_Aim of the exercise_
Word for word, output the data, with none of its pictures.

_Task input_
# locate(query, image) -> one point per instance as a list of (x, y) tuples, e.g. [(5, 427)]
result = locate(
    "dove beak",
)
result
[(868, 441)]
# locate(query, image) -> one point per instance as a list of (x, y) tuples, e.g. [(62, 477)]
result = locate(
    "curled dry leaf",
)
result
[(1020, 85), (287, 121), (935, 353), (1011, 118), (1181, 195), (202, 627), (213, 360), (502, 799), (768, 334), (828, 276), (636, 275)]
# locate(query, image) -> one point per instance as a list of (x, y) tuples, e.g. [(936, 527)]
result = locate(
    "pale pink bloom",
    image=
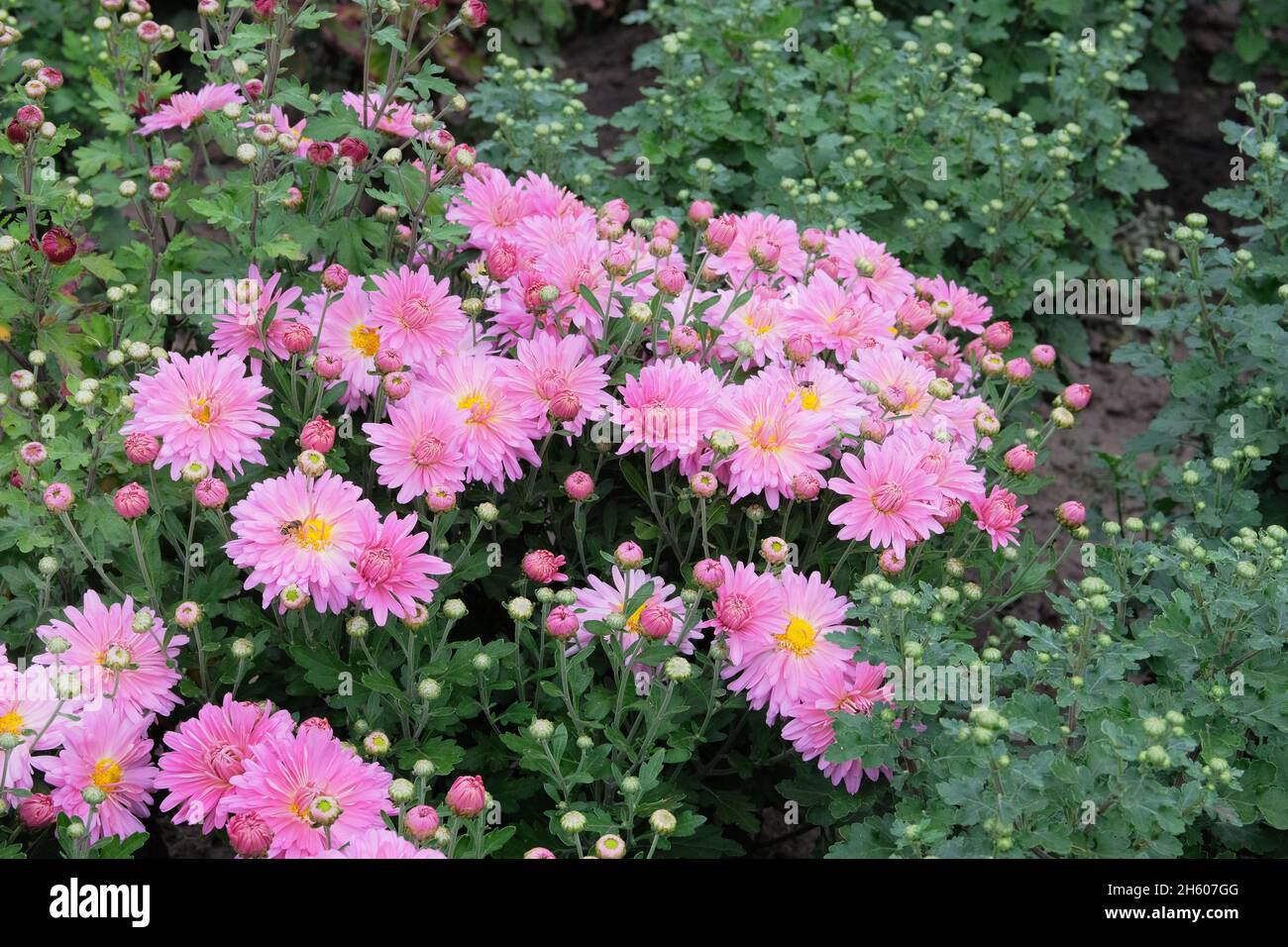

_The completed task_
# locate(query, image) -> one point per instance as a list of (x, y) tuples, e.g. [(5, 427)]
result = locate(
    "dove beak",
)
result
[(868, 441)]
# locate(query, image) -> one point per instance as a list of (x, y) tuples, e.g. [(62, 477)]
result = locate(
    "curled dry leaf",
)
result
[(1020, 85), (287, 121), (935, 353), (1011, 118), (1181, 195), (202, 627), (213, 360), (502, 799), (768, 334), (828, 276), (636, 275)]
# locate(query, image) -> one point per instance as a list of (x, y) tuples, e.g. [(936, 527)]
result = locate(
    "pale pink bloom",
    image=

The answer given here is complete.